PROMPT —
Write out exactly the lines below that run from the line containing "Where does a point fall on the rusty" through the last line of the records.
————————
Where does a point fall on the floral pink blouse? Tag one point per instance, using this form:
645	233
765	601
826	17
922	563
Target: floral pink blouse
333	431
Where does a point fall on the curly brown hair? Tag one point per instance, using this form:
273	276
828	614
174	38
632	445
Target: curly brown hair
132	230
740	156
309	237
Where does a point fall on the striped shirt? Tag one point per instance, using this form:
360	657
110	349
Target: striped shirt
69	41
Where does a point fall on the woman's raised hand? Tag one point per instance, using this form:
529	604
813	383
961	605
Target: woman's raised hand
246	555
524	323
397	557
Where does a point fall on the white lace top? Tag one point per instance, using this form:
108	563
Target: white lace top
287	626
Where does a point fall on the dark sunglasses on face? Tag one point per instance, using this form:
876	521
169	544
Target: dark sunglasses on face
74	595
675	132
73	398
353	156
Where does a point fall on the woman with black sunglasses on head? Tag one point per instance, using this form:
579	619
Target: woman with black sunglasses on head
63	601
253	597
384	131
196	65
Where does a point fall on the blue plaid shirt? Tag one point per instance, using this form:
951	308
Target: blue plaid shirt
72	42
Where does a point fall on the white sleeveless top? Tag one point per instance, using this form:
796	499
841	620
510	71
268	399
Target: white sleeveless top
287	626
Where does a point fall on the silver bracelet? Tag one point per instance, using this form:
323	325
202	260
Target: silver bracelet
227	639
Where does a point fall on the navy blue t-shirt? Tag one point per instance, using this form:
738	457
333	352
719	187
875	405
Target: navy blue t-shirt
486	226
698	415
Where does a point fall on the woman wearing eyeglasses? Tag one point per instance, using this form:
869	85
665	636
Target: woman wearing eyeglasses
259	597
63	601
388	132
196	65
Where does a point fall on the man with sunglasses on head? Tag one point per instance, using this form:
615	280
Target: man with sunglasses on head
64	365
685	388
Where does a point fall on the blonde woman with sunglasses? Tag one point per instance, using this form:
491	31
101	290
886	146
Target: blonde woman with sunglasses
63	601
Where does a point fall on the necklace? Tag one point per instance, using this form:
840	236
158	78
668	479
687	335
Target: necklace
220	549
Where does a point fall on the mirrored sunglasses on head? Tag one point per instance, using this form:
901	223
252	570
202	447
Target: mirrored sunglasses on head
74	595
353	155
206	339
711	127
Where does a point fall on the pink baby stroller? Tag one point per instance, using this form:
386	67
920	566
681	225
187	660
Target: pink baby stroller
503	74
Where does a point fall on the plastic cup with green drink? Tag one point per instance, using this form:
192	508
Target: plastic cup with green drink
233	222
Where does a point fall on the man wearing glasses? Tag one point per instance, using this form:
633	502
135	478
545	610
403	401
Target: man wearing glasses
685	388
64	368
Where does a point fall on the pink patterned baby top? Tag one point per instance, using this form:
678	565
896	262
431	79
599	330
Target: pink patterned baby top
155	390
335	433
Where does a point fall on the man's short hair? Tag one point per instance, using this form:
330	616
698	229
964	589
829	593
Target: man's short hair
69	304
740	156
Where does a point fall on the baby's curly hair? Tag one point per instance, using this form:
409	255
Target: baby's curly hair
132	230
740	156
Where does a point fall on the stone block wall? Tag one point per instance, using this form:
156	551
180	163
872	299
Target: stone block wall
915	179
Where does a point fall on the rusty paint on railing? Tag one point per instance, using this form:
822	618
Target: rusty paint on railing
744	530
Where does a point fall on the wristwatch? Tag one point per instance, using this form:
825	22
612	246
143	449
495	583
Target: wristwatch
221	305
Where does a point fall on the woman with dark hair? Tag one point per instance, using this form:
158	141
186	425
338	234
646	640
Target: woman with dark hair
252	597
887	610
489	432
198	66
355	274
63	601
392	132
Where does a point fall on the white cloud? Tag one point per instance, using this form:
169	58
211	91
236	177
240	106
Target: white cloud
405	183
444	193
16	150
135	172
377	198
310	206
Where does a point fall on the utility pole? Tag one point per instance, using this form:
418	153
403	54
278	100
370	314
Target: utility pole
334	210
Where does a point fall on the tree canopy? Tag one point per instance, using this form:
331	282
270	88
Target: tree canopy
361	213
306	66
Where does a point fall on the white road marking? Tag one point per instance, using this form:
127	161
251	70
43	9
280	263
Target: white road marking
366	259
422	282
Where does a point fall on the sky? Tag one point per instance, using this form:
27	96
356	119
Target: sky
————————
ANSWER —
Where does a point fall on the rusty paint on railing? Tag one point per instance, using this form:
822	618
Target: rusty paint on railing
744	530
Where does a point fall on the wristwatch? Tag one point per instance, using this form:
825	22
612	246
143	449
495	583
Target: wristwatch
221	305
Where does a point fall on the woman with dark hair? Tag one point per instance, using this form:
158	141
186	425
338	234
646	640
Target: woman with dark hair
252	597
887	610
489	432
198	66
355	274
63	601
392	132
Where does a point fall on the white cloud? Tag one point per instance, using this form:
169	58
211	91
236	177
240	106
Target: white cloud
405	183
444	193
16	150
135	172
377	198
310	206
Where does a point fall on the utility pole? Tag one point per instance, using this form:
418	153
403	54
278	100
370	314
Target: utility pole
334	210
Where does a point fall on the tree canopy? Tag one point per instance, using this form:
331	282
270	88
Target: tree canopy
361	213
306	66
Where does a point fall on the white road marking? Tag one point per instance, using this form:
127	161
251	70
43	9
280	263
Target: white road marking
366	259
422	282
Where does a point fall on the sky? Tag one point per instance, using this form:
27	96
356	119
Target: sky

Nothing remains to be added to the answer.